# ЗАДАНИЕ A
Выпишите без изменений строки записей, начиная со строки, где стоит «# test: mark the blue», и заканчивая последней строкой записей.

+++ ВЫБРАННЫЙ ТЕКСТ

Читать книгу Без начала и конца - Сергей Попадюк - Страница 35

1975
Абсолютный вкус

Оглавление

– Я знаю, я.

Пушкин. Моцарт и Сальери.

Ну вот, перечитал предыдущую запись и убедился, что – банально в высшей степени. Банально до последнего слова!

В чем банальность? А я скажу… В том, что все это написано, словно под диктовку. Словно то, что я написал, когда-то и кем-то, каким-нибудь Стефаном Цвейгом, уже было написано, а я писал с чужих слов, припоминая прочитанное… Отчетливое ощущение вторичности – его не обманешь.

А я ведь еще с трудом удержался от того, чтобы оформить концовку следующим образом: «Ли Дань навсегда остался в караульном помещении. На порог вышел и направился к своей повозке Лао-цзы, мыслитель, каких мало в истории…» и т. д. Это был бы верх пошлости.

Ох уж этот стереотип формы!

Вся беда в том, что у меня вкус абсолютный. Погодите, не смейтесь, это не только шутка. Ведь существует же абсолютный слух, правда? Это разные вещи, конечно, но все же…

Так вот, абсолютный вкус – это, действительно, беда. Потому что в первую очередь он оборачивается против собственных творений. Он, как Кронос, пожирает собственных детей. Вернее, не дает им родиться.

++++++
+++ СТРОКИ ДАННЫХ

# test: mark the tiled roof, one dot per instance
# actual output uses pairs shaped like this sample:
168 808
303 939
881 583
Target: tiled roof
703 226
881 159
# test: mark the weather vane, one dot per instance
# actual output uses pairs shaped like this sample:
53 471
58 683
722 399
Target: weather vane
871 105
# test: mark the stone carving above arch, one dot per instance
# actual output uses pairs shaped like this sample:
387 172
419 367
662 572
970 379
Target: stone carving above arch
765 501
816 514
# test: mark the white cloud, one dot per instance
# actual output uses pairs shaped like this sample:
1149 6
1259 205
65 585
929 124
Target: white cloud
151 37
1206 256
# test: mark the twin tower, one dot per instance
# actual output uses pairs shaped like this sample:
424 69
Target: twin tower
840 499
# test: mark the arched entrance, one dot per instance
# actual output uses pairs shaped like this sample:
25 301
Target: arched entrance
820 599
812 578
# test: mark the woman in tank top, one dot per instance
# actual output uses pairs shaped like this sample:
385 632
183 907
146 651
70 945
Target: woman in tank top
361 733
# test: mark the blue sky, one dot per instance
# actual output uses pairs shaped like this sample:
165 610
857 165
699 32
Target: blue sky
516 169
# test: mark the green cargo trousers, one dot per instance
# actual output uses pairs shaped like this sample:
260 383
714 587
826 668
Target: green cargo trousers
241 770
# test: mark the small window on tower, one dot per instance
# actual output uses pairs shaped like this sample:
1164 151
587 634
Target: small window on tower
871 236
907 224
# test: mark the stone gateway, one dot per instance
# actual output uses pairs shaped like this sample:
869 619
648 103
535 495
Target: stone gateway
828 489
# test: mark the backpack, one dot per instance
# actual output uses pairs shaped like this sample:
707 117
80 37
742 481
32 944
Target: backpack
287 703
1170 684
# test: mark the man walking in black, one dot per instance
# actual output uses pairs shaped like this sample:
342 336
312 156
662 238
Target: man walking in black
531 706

++++++

# ЗАДАНИЕ B
С кем в тексте об абсолютном вкусе сравнивается абсолютный вкус?

# ОТВЕТ A
# test: mark the blue sky, one dot per instance
# actual output uses pairs shaped like this sample:
165 610
857 165
699 32
Target: blue sky
516 169
# test: mark the green cargo trousers, one dot per instance
# actual output uses pairs shaped like this sample:
260 383
714 587
826 668
Target: green cargo trousers
241 770
# test: mark the small window on tower, one dot per instance
# actual output uses pairs shaped like this sample:
1164 151
587 634
Target: small window on tower
871 236
907 224
# test: mark the stone gateway, one dot per instance
# actual output uses pairs shaped like this sample:
869 619
648 103
535 495
Target: stone gateway
828 489
# test: mark the backpack, one dot per instance
# actual output uses pairs shaped like this sample:
707 117
80 37
742 481
32 944
Target: backpack
287 703
1170 684
# test: mark the man walking in black, one dot per instance
# actual output uses pairs shaped like this sample:
342 336
312 156
662 238
Target: man walking in black
531 706

# ОТВЕТ B
С Кроносом, пожирающим собственных детей.